──────── GIVEN RECORDS ────────

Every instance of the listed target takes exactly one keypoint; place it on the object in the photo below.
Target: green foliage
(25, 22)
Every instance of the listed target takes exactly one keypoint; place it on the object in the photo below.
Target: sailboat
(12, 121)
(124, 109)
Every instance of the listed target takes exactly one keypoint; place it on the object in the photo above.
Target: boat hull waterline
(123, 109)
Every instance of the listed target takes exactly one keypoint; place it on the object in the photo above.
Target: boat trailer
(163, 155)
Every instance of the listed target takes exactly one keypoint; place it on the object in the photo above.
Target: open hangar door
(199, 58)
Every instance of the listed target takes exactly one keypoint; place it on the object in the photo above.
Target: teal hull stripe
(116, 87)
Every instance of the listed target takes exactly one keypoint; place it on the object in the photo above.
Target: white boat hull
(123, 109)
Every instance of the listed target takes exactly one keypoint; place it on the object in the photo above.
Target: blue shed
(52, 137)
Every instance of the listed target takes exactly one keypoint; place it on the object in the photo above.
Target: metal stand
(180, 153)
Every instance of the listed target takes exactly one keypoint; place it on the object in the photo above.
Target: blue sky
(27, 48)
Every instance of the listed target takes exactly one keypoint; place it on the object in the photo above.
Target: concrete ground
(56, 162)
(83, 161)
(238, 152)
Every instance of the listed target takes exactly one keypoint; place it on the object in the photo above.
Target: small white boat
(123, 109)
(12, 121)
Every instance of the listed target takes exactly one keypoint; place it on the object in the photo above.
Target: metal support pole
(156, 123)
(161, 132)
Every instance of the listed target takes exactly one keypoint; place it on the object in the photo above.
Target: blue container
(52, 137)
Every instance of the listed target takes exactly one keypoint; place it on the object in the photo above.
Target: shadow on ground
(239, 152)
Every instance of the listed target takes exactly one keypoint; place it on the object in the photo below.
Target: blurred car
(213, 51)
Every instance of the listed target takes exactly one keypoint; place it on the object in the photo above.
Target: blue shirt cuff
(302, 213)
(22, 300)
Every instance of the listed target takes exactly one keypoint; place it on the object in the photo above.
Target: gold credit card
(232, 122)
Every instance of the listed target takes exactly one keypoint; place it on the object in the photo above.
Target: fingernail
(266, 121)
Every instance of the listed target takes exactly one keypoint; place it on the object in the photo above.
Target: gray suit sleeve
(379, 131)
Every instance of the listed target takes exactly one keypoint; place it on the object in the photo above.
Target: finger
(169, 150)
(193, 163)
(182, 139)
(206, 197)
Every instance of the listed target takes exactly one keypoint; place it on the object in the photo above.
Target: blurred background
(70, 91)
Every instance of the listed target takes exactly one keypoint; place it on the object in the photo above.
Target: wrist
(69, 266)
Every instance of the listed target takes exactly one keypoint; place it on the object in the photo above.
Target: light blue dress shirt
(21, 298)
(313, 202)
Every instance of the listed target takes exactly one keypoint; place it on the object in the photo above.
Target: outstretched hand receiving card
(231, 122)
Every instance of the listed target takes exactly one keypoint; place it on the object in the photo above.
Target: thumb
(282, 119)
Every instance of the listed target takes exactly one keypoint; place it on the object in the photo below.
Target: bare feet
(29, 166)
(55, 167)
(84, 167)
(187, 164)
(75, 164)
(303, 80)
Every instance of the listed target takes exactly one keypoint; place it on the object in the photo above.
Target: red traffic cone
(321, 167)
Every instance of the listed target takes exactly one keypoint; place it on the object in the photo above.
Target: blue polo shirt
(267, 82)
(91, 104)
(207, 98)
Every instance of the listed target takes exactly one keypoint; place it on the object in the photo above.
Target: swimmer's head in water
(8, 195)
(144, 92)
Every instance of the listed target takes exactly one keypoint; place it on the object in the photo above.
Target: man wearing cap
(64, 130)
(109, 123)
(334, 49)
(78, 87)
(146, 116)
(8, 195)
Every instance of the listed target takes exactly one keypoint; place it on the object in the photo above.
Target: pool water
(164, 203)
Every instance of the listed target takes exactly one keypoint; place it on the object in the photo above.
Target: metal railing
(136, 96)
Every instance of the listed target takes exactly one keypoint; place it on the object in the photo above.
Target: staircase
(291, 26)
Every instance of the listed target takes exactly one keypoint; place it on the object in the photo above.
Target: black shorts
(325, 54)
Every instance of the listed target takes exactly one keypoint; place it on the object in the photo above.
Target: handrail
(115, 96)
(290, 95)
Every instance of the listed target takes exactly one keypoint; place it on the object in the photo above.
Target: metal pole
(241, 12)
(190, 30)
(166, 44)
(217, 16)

────────

▶ EXERCISE BRIEF: The answer must be the full listing, copied exactly.

▶ RESULT OF THE EXERCISE:
Every instance of the listed target takes exactly one keypoint; place it on the object in the photo below.
Target: green foliage
(25, 22)
Every instance of the listed target takes exactly one keypoint; place it on the object in the photo below.
Target: sailboat
(12, 121)
(124, 109)
Every instance of the listed target takes exactly one keypoint; place it on the object in the photo above.
Target: boat hull waterline
(123, 109)
Every instance of the listed target takes exactly one keypoint; place it on the object in the photo above.
Target: boat trailer
(163, 155)
Every instance of the listed target takes exactly one keypoint; place it on the object in the photo above.
Target: open hangar door
(199, 58)
Every instance of the listed target takes exactly one keypoint; place it on the object in the photo above.
Target: teal hull stripe
(116, 87)
Every instance of the listed target takes exactly one keypoint; place it on the object in the photo above.
Target: white boat hull
(123, 109)
Every instance of the listed target takes exactly one keypoint; place it on the object in the photo above.
Target: blue shed
(52, 137)
Every instance of the listed target takes exactly one keypoint; place it on the object in the photo above.
Target: metal stand
(180, 153)
Every instance of the listed target takes exactly one keypoint; place it on the object in the photo above.
Target: blue sky
(27, 48)
Every instance of the listed target takes exactly one keypoint; place it on the object in the photo above.
Target: concrete ground
(56, 162)
(83, 161)
(238, 152)
Every instance of the listed target takes exactly one keypoint; place it on the object in the photo above.
Target: small white boat
(123, 109)
(12, 121)
Every instance of the listed target takes exactly one keypoint; place it on the object in the photo above.
Target: metal support pole
(156, 123)
(161, 132)
Every instance of the listed target takes exactly one keypoint; place it on the object in the photo above.
Target: blue container
(52, 137)
Every instance of the listed target takes exactly one keypoint; place it on the object in the photo above.
Target: shadow on ground
(239, 152)
Every instance of the listed target takes exactly one keypoint; place it on the object in the photo below.
Target: blurred car
(213, 51)
Every instance of the listed target takes exactly one keypoint; place it on the object in the photo above.
Target: blue shirt cuff
(302, 213)
(22, 300)
Every instance of the listed target takes exactly one keypoint; place it on the object in the photo above.
Target: gold credit card
(232, 122)
Every instance of the listed target takes exactly one keypoint; place it on the object in the photo above.
Target: fingernail
(266, 121)
Every instance of the listed target takes exactly one keypoint; place it on the object in the photo above.
Target: gray suit sleeve
(379, 131)
Every instance of the listed target takes exactly one keypoint; place it on the object in the photo above.
Target: finger
(169, 150)
(193, 163)
(182, 139)
(206, 197)
Every instance of the listed target takes exactly one keypoint; place it on the object in the photo above.
Target: blurred background
(70, 91)
Every instance of the listed target takes exactly one keypoint; place it on the object in the photo above.
Target: wrist
(69, 266)
Every instance of the listed target takes exactly one keypoint; place it on the object in the photo above.
Target: light blue dress shirt
(21, 298)
(313, 202)
Every instance of the listed target takes exactly one keypoint; place it on the object in the photo above.
Target: outstretched hand receiving card
(231, 122)
Every instance of the listed target takes exactly one keypoint; place it on the object in the photo above.
Target: thumb
(282, 119)
Every instance of the listed target takes exactly one keypoint; place it on the object in the photo below.
Target: bare feet
(29, 166)
(55, 167)
(84, 167)
(187, 164)
(75, 164)
(303, 80)
Every instance of the listed target takes exactly one keypoint; place it on the object in the photo above.
Target: red traffic cone
(321, 167)
Every instance of the listed target takes exactly one keypoint; place it on the object in the photo above.
Target: blue polo shirt
(267, 82)
(91, 104)
(207, 98)
Every instance of the listed target takes exactly one keypoint; place it on the object in the photo above.
Target: swimmer's head in water
(8, 195)
(144, 92)
Every instance of the listed target takes exactly one keypoint; place it on the object in the photo above.
Target: man wearing cap
(64, 130)
(109, 123)
(334, 49)
(78, 87)
(146, 116)
(8, 195)
Every instance of the listed target takes exactly one keypoint; place it on the object in the photo above.
Target: pool water
(164, 203)
Every instance of the listed target takes exactly one keypoint; place it on the object in the photo above.
Target: metal railing
(136, 96)
Every instance of the listed target takes exactly one keypoint; place it on the object in the photo above.
Target: staircase
(291, 26)
Every instance of the listed target takes exactly one keypoint; place it on the object in the photo above.
Target: black shorts
(325, 54)
Every instance of the listed target takes exactly one keypoint; place it on the object in the photo above.
Target: handrail
(115, 96)
(290, 95)
Every instance of the listed target takes exactly one keypoint; place it on the object in the photo above.
Target: metal pole
(241, 12)
(190, 30)
(166, 44)
(217, 16)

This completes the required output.